■ TASK PROMPT:
Reproduce the records from the line containing "Note: one point per instance of the blurred" through the end of the records, both ends included, with every answer coordinate shifted up by 100. Leave the notes and their wording unchanged.

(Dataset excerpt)
>>>>
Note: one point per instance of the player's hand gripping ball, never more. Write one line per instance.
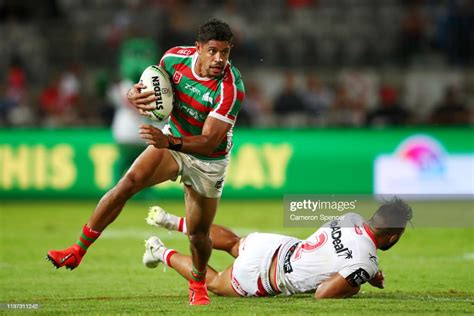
(157, 80)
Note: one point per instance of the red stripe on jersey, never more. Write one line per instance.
(240, 95)
(229, 91)
(190, 120)
(187, 71)
(178, 50)
(178, 126)
(190, 101)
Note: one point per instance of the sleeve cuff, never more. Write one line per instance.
(222, 118)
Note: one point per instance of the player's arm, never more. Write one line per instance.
(213, 133)
(336, 287)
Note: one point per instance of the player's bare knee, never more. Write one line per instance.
(131, 183)
(199, 239)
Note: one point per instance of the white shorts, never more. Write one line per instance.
(206, 177)
(252, 266)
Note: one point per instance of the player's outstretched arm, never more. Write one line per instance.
(213, 133)
(336, 287)
(378, 280)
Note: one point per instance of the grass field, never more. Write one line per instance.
(430, 271)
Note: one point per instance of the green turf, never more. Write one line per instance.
(429, 271)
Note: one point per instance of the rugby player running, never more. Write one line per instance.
(195, 145)
(331, 263)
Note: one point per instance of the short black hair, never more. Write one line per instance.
(215, 29)
(392, 214)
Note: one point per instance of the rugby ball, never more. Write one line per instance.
(157, 80)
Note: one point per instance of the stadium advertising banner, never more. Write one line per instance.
(265, 163)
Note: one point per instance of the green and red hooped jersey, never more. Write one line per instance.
(197, 97)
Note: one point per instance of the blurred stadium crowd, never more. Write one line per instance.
(344, 63)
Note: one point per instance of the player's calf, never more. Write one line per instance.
(158, 217)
<<<<
■ WRITTEN SOLUTION:
Note: one point per instance of the blurred stadium crowd, never more. Write one line per instance.
(444, 163)
Note: one point per instance of the player's calf, never more. Write one line per instance.
(258, 317)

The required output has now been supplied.